--- THE TASK ---
Continue the advice on answering application essay questions, picking up after its last sentence.

Question 1: If applicable, please comment on significant fluctuations in your academic record which are not explained elsewhere on your application. (No limit)
When answering this question, you’ll want to take a non-defensive approach, and spin your fluctuations into a positive, if possible.
In my second semester of my freshman year, I was enrolled in six credits, including organic chemistry and advanced Russian. Knowing that I wanted to spend my summer researching public health outside of Moscow, I withdrew from the organic chemistry course so I could spend the following summer completely immersed in the subject matter. I earned top marks in the summer program and my time in Russia led me directly to the Master’s in Public Health I’m completing this year.
Question 2: If you have taken any time off from your studies, either during or after college, please describe what you have done during this time and your reasons for doing so. (No limit)
This sort of question requires applicants to be straightforward. The admissions committee wants to know: what have you been up to since graduating?

--- RECORDS SHOWN ---
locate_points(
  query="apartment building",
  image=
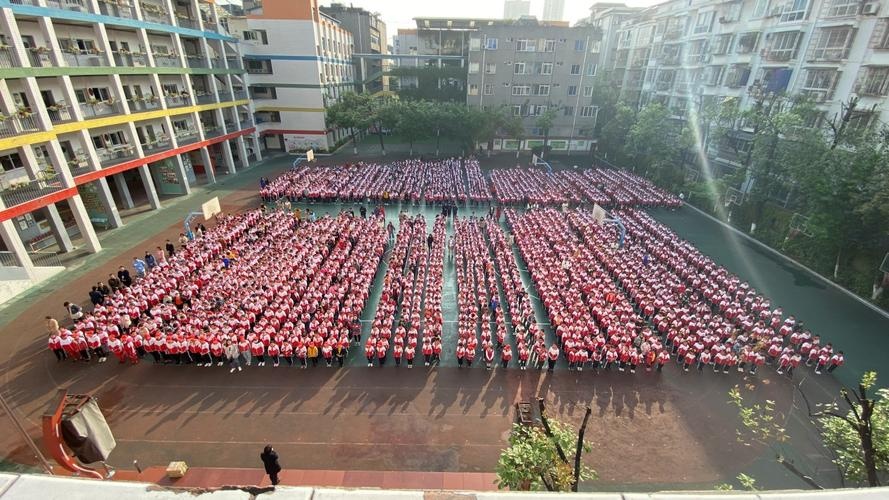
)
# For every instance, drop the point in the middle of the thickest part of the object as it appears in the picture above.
(685, 52)
(531, 66)
(299, 60)
(109, 104)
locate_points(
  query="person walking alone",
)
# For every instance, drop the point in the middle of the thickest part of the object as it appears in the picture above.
(270, 460)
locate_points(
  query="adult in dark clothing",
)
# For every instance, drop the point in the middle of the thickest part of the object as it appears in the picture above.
(270, 460)
(123, 274)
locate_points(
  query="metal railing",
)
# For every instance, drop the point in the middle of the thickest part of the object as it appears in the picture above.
(24, 192)
(100, 108)
(130, 59)
(12, 126)
(117, 8)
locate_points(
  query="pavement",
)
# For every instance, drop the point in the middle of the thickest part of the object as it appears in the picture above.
(673, 431)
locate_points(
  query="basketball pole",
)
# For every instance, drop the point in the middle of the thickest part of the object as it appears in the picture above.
(21, 429)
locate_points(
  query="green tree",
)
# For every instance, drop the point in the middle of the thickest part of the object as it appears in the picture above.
(352, 112)
(536, 459)
(545, 121)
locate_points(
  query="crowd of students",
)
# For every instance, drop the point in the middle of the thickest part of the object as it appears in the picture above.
(263, 288)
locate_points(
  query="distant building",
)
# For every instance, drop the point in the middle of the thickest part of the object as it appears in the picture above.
(514, 9)
(531, 66)
(553, 10)
(370, 38)
(299, 60)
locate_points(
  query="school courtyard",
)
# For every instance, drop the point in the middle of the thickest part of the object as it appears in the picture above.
(649, 432)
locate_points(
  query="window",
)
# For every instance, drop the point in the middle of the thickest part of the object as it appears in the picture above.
(795, 10)
(521, 90)
(704, 22)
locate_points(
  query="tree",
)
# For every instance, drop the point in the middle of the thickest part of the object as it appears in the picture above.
(536, 460)
(859, 432)
(545, 122)
(353, 112)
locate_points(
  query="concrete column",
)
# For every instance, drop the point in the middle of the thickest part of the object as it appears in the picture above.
(208, 165)
(58, 228)
(107, 200)
(126, 198)
(150, 190)
(87, 232)
(227, 157)
(242, 152)
(181, 175)
(15, 245)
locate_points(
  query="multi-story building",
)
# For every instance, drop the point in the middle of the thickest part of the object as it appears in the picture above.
(514, 9)
(553, 10)
(683, 53)
(106, 104)
(370, 41)
(299, 61)
(532, 66)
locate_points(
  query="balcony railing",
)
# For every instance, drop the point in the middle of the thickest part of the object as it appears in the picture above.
(196, 60)
(11, 126)
(100, 108)
(23, 192)
(59, 113)
(75, 57)
(39, 57)
(175, 101)
(167, 60)
(119, 154)
(157, 145)
(189, 136)
(136, 59)
(117, 8)
(144, 103)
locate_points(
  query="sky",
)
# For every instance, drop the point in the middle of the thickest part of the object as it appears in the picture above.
(400, 13)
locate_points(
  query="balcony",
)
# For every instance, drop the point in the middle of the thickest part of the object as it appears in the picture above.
(95, 108)
(22, 122)
(158, 144)
(117, 8)
(59, 113)
(85, 58)
(144, 102)
(23, 192)
(133, 59)
(116, 155)
(167, 60)
(75, 5)
(187, 136)
(196, 61)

--- RESULT ---
However, many applicants assume that “straightforward” means linear or even boring. Here, you need to write what we’ll call an “informational essay.” You need:
- A thesis statement: what have you been doing, and why? What holds your experiences together? What caused you to take a gap year or gap years? What goals did you set, and have you been meeting them?
- Specifics just shy of anecdotes. If you had more space, you’d want an anecdote or two about each experience. Lacking that, though, you can still provide specifics like characters, images, and nods to particular parts of the job that will help you lodge your answer in your interviewers’ memories. Remember that this kind of question is likely to serve as the basis for both small talk and large conversation, should you be invited to interview.